Copy the passage on the Big East's pandemic season plans word for word, starting at "Though the December" and ending at "as a possibility.".

◆ Text excerpt:
○ ○ ○ ○ ○

In the middle of a pandemic, Big East commissioner Val Ackerman isn’t going to pretend like the conference can play a full schedule without any issues.
“I can promise you that we’re going to continue to persevere in the coming weeks and months and do our level best to stage a season where disruptions, which are likely to happen, are nonetheless kept to a minimum,” she said.
To accomplish that goal, the league created a COVID-19 task force, which features national health experts, athletics administrators, head coaches, physicians, trainers, operations personnel, and student-athletes. It’s also working with NCAA Women’s Basketball VP Lynn Holzman and the NCAA’s Chief Medical Officer Dr. Brian Hainline to keep teams safe and healthy.
Though the December schedule will be played in teams’ home arenas, the idea of using a bubble — similar to what the NBA, WNBA, NWSL, and MLS did over the summer — has been floated as a possibility.
Ackerman said the idea of a “single venue format” — as the league refers to it — is “on the board” but she didn’t commit to the idea one way or another.
“I don’t know that college sports could exactly replicate this sort of really contained, super contained environment that we saw in the summer in the pro leagues,” she said. “But I think there can be a modification of that in the college world that needs to be considered by every conference...That’s certainly on the board for us as we think about our scheduling formats and alternatives to the travel model.”
Luckily, the Big East will have the opportunity to see how a bubble format works for college basketball. Mohegan Sun — the site of the conference’s women’s basketball tournament — will be the home of “Bubbleville”, a modified bubble put on by the casino, the Basketball Hall of Fame and the Gazelle Group — which runs numerous early-season tournaments — will host over 30 men’s and women’s basketball teams over an 11-day period.
“It’s going to be very instructive to us to see what they come up with and how this works out and how the testing on-site works and all the protocols fit together,” Ackerman said. “I think it can actually be very helpful in giving us a sense of what a Big East single venue format might look like later on in the season if we need to go that route.”

○ ○ ○ ○ ○

(Extracted records)
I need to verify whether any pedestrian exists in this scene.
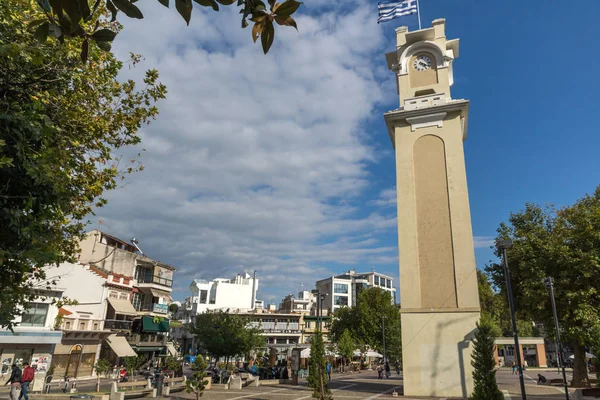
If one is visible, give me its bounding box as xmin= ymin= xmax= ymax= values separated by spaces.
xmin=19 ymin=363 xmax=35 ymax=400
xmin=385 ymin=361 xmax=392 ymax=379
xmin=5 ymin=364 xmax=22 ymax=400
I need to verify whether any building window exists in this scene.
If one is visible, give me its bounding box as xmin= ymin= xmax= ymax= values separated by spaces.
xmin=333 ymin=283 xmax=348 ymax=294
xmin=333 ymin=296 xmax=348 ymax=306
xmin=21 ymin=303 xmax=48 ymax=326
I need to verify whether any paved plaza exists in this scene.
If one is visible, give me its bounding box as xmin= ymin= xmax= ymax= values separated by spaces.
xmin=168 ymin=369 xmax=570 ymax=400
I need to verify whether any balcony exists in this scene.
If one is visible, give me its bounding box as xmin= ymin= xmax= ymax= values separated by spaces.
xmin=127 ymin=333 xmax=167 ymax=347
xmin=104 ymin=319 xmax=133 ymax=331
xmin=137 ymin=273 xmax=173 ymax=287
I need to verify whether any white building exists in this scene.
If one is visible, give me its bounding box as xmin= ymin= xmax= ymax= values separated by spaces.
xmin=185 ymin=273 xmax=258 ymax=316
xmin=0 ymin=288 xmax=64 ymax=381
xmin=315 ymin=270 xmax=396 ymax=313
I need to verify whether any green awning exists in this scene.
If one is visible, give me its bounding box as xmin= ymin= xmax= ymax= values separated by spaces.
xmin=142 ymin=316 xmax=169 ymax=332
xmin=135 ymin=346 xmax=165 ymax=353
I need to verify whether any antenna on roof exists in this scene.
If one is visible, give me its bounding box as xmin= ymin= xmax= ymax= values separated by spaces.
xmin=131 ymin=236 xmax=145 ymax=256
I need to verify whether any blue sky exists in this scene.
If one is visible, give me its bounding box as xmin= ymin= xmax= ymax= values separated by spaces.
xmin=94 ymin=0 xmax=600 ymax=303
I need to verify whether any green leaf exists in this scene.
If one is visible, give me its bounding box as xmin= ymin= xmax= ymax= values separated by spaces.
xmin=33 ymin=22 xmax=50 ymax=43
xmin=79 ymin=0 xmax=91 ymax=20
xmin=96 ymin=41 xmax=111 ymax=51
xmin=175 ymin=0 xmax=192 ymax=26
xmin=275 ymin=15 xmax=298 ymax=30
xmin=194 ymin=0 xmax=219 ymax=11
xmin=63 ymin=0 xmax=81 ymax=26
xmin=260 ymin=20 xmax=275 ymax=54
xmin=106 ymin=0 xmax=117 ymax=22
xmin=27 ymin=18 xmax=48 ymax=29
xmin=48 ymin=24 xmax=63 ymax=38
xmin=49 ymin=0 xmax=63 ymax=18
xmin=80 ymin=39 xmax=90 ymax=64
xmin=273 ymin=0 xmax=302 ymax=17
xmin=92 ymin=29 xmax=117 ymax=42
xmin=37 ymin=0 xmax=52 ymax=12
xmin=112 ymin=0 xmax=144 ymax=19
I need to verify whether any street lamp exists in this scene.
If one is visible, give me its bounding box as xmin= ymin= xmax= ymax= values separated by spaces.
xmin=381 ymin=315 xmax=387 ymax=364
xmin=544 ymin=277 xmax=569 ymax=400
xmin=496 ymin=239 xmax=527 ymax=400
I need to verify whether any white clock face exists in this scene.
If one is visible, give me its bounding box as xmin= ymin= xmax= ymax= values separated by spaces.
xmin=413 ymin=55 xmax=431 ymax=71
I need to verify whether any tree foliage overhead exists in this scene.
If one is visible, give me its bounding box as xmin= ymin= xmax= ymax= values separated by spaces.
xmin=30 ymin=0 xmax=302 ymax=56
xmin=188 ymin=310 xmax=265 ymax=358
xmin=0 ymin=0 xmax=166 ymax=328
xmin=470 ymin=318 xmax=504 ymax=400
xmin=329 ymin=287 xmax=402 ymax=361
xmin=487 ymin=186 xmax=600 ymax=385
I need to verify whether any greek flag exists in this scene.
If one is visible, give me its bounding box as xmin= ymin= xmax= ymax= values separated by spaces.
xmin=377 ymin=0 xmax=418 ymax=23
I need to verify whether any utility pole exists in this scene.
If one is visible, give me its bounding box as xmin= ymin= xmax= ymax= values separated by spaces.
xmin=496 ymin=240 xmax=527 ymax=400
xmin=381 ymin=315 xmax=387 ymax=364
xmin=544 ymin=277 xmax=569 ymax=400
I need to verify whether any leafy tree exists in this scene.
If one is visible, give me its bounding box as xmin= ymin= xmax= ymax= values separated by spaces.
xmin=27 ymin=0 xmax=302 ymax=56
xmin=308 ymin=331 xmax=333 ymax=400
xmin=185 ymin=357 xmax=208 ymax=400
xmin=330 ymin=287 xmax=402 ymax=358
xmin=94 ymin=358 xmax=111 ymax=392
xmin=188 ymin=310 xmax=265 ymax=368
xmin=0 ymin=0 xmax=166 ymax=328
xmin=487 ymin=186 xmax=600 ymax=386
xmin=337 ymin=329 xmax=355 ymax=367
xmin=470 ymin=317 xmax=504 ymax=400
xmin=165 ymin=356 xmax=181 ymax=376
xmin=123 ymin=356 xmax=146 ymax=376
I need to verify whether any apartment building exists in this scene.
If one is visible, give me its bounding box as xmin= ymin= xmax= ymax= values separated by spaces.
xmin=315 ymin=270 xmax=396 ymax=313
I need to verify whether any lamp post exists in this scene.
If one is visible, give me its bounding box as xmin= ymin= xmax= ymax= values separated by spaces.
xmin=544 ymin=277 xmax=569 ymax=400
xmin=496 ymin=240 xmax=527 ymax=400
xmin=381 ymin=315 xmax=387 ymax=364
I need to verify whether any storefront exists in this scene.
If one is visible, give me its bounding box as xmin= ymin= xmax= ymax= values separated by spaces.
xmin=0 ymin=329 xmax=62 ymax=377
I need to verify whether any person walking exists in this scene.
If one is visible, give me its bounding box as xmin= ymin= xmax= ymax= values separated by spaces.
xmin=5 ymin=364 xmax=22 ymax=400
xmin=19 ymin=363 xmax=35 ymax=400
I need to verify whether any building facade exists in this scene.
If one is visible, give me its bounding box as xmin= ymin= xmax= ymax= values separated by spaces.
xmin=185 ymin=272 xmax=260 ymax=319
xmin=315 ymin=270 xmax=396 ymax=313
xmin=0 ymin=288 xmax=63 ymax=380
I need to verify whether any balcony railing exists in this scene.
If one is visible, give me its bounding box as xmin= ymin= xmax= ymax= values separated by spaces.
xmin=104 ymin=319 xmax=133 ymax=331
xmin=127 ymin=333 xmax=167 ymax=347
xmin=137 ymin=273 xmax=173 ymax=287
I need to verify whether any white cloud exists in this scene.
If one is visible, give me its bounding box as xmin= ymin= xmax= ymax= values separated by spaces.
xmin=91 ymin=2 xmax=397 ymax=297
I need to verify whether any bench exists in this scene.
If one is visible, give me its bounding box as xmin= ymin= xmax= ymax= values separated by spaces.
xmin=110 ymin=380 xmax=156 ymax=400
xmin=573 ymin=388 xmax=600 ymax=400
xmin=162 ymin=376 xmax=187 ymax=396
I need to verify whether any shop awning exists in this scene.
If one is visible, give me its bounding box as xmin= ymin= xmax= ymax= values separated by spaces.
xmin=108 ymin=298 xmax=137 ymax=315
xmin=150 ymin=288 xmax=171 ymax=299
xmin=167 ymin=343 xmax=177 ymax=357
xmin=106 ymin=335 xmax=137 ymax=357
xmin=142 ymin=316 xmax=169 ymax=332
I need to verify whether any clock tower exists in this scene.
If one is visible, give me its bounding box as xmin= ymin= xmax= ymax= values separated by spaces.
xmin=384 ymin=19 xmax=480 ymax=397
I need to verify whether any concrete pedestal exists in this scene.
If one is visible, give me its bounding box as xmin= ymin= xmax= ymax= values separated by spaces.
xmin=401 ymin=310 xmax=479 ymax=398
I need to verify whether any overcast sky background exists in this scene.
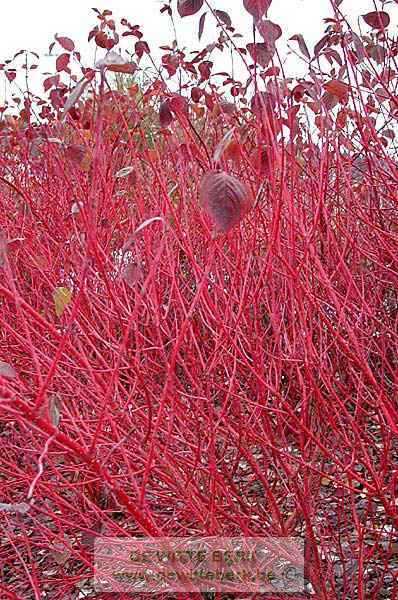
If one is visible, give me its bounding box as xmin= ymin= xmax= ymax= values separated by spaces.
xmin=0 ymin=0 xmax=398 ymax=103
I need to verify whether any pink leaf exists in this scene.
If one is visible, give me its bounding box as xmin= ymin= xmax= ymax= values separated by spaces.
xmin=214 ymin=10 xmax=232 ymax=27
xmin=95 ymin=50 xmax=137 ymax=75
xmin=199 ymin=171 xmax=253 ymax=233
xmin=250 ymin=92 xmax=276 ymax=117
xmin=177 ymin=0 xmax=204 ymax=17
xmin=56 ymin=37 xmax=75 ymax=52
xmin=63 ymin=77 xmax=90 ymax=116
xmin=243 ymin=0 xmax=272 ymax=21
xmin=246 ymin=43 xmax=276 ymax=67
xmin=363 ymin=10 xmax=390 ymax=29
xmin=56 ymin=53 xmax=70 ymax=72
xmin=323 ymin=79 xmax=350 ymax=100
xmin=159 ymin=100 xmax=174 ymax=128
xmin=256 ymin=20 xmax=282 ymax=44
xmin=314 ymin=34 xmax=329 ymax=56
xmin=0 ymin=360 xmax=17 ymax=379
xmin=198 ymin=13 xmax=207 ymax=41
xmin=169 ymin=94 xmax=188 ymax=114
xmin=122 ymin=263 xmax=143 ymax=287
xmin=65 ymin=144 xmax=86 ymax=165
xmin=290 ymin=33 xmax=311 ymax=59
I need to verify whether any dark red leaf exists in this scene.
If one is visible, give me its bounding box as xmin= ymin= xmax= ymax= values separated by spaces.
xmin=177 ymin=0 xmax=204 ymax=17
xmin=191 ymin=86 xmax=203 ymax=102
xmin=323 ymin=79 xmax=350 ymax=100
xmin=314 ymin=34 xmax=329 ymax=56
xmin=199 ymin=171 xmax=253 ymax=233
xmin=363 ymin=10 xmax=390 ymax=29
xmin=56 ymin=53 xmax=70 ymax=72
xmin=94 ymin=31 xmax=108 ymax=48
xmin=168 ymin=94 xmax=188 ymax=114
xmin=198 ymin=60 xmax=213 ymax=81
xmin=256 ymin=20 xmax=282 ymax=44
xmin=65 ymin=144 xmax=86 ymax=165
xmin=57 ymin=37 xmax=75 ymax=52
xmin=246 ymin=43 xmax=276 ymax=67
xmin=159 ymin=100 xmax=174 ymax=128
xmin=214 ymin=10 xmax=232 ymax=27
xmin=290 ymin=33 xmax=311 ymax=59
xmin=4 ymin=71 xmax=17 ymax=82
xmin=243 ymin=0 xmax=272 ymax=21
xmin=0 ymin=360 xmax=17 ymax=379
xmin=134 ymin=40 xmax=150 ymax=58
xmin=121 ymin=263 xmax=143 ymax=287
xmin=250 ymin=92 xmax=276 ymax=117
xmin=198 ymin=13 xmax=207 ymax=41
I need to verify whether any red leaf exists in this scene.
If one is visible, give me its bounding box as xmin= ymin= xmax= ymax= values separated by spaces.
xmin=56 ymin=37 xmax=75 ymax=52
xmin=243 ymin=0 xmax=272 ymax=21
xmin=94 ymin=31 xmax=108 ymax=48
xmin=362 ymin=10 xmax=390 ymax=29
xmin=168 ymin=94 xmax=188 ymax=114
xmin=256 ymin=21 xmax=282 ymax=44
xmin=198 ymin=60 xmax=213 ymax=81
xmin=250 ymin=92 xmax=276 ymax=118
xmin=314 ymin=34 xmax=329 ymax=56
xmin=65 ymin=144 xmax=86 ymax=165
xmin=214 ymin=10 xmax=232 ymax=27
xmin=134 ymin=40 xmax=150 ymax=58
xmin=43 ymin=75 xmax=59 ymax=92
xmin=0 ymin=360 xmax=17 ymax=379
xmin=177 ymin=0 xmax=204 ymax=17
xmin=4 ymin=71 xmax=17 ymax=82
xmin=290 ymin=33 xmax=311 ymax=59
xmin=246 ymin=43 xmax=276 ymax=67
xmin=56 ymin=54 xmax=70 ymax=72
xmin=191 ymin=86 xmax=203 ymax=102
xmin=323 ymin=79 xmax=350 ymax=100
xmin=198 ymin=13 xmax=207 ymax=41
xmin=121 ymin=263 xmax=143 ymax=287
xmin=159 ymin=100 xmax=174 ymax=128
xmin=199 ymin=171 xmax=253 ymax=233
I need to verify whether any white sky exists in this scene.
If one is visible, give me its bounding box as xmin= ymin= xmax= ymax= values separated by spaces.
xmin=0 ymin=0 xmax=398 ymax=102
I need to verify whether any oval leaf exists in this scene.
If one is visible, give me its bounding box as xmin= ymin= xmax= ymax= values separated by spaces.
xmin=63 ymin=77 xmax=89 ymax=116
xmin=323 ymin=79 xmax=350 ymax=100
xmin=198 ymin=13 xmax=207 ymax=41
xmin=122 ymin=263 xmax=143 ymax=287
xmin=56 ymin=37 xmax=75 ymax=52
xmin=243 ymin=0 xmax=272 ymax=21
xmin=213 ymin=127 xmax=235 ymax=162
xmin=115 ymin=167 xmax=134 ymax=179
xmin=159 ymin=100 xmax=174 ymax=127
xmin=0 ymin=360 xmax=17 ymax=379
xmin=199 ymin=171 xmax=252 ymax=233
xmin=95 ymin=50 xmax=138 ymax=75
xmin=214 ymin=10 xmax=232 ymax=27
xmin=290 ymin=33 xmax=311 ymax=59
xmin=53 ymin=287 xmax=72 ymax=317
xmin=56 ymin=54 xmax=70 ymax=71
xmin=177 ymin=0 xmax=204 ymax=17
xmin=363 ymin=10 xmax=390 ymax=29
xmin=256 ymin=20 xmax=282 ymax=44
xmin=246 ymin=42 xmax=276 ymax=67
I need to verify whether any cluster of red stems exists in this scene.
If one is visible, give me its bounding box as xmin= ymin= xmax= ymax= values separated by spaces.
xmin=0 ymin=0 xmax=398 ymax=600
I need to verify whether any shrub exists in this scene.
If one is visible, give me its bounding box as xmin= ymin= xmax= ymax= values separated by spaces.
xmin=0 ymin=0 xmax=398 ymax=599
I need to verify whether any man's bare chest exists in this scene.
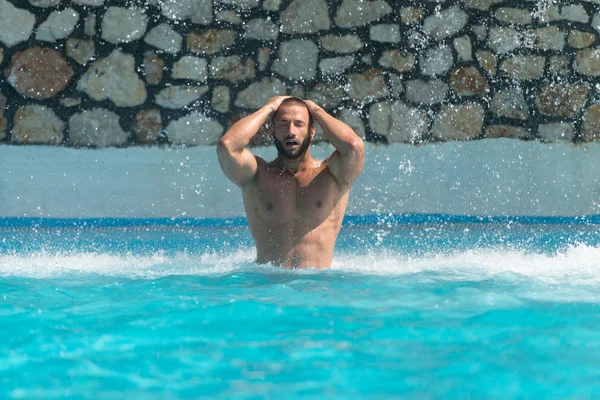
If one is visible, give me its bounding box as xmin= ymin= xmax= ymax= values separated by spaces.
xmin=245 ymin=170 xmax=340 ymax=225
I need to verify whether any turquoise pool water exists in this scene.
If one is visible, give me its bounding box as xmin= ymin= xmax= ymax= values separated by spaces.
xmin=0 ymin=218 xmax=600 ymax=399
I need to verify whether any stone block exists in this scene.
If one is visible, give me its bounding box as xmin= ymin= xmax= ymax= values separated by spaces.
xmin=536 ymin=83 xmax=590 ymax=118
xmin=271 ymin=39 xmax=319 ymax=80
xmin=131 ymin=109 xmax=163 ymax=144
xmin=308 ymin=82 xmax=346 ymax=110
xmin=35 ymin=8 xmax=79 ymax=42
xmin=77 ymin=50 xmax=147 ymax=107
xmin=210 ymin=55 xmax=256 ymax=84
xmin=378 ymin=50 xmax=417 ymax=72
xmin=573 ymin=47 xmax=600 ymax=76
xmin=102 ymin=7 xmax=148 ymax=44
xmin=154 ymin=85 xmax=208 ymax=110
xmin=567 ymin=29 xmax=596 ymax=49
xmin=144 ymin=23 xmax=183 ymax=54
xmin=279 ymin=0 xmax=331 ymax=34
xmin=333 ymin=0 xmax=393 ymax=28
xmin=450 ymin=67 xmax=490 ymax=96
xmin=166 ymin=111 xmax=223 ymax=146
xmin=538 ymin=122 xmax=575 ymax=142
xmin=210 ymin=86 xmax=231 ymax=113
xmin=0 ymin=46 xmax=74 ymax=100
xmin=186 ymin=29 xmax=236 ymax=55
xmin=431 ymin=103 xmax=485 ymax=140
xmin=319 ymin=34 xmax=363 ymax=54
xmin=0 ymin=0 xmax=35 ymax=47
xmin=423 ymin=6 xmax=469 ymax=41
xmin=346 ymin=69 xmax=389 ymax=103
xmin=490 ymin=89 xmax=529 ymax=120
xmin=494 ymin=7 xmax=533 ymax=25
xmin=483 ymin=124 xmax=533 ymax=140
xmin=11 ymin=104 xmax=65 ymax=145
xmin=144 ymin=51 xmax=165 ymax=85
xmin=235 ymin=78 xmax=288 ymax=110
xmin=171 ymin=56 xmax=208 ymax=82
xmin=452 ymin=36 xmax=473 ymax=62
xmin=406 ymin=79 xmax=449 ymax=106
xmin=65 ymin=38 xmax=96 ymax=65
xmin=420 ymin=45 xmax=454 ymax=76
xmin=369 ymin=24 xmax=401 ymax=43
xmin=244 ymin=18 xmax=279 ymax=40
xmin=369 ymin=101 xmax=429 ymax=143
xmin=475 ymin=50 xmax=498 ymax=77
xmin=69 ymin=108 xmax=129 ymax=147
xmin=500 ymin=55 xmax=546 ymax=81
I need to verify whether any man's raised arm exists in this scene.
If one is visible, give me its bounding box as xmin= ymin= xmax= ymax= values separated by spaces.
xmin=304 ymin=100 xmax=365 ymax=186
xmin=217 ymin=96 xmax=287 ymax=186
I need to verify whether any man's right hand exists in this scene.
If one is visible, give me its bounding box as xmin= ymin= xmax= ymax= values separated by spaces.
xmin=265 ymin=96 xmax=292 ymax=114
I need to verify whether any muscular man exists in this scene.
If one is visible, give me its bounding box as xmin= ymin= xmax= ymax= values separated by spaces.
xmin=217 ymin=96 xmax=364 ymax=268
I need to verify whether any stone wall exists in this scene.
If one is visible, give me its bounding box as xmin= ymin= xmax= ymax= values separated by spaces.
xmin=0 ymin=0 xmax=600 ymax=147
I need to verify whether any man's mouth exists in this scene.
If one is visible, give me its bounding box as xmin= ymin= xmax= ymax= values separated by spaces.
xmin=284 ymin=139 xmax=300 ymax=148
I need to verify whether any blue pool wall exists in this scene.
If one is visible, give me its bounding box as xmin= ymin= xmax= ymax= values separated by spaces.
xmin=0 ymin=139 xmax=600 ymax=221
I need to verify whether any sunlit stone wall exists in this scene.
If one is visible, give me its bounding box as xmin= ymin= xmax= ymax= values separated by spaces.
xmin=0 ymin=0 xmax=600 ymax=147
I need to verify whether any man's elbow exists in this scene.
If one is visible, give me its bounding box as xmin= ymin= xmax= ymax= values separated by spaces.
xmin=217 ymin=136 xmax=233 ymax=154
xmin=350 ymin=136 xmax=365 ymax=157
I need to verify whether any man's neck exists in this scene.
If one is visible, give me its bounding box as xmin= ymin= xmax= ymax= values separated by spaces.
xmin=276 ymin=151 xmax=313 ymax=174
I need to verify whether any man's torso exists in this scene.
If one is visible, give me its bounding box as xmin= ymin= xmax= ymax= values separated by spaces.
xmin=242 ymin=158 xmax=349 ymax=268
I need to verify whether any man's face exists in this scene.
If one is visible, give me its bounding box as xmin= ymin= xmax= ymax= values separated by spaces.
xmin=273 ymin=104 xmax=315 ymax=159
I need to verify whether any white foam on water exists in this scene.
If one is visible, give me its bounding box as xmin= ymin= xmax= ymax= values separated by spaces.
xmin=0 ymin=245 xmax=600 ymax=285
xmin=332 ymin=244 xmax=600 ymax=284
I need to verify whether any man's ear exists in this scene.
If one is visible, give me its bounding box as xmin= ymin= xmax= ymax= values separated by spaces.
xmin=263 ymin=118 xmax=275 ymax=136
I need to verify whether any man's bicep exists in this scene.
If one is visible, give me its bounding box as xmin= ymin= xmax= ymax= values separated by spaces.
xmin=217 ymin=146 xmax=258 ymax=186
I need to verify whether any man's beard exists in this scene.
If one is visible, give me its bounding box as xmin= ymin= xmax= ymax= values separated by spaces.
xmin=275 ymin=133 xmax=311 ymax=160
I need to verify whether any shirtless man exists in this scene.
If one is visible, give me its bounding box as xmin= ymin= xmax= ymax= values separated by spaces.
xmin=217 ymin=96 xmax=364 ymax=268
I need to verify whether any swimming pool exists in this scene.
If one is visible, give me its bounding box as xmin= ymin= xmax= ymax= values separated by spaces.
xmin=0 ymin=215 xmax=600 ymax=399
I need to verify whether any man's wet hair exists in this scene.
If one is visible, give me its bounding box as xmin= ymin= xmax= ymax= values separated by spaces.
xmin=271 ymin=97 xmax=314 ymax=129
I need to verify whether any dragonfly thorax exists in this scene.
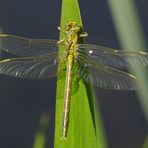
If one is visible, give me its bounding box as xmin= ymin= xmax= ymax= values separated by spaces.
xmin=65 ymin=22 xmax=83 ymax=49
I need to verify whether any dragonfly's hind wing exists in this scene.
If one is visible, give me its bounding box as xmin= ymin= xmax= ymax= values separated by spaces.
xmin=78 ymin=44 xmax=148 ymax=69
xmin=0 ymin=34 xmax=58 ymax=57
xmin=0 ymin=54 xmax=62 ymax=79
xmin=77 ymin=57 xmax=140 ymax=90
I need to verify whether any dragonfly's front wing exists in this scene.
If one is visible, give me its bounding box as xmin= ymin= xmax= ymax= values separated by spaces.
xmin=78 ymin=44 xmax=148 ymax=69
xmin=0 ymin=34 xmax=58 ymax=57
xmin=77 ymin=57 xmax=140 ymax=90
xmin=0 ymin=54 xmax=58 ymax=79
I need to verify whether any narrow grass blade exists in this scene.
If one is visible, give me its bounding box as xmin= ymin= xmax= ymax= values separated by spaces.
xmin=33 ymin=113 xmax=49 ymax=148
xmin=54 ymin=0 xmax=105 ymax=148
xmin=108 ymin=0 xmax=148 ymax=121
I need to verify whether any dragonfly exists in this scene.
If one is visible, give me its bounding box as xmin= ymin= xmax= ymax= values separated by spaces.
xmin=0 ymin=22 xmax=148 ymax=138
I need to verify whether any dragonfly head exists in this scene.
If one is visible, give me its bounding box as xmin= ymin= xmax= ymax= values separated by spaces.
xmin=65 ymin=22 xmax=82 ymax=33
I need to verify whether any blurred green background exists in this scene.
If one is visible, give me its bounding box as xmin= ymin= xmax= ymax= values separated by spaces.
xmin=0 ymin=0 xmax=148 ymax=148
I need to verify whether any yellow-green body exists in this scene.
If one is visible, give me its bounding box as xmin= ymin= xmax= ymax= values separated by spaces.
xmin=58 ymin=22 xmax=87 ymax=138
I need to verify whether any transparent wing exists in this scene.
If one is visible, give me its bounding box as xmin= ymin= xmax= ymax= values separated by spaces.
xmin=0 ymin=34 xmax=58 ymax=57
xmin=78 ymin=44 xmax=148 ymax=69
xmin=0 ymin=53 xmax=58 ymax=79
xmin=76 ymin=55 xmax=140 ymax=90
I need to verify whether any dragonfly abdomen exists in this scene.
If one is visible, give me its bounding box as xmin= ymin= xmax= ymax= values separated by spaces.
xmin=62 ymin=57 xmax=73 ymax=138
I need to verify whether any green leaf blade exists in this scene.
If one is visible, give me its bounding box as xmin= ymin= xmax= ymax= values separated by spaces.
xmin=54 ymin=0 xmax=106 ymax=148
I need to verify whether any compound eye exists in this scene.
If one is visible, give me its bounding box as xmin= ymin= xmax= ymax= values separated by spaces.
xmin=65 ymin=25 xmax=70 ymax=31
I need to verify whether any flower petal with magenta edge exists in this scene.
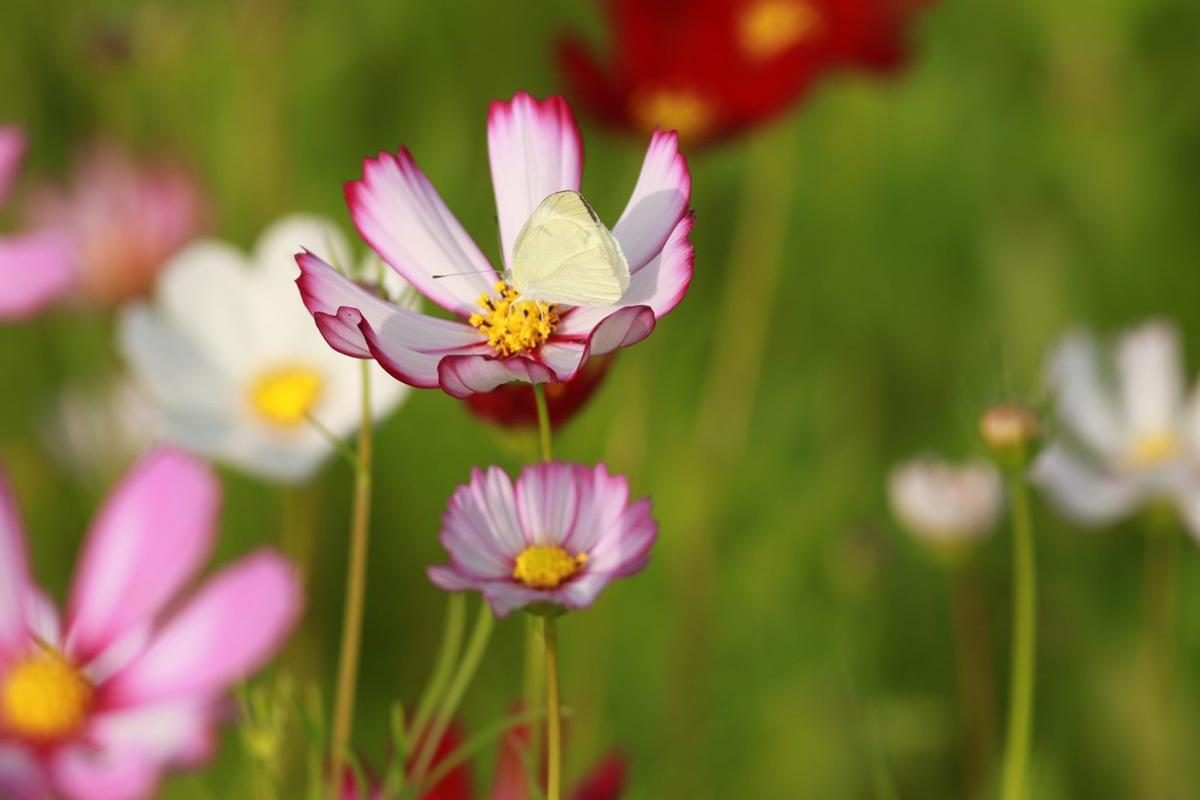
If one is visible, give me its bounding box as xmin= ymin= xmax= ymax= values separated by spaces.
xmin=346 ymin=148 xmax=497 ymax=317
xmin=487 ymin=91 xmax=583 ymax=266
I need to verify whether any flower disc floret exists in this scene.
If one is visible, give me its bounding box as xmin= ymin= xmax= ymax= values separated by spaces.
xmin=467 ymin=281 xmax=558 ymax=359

○ ○ ○ ○ ○

◆ Exercise answer:
Though the December schedule will be played in teams’ home arenas, the idea of using a bubble — similar to what the NBA, WNBA, NWSL, and MLS did over the summer — has been floated as a possibility.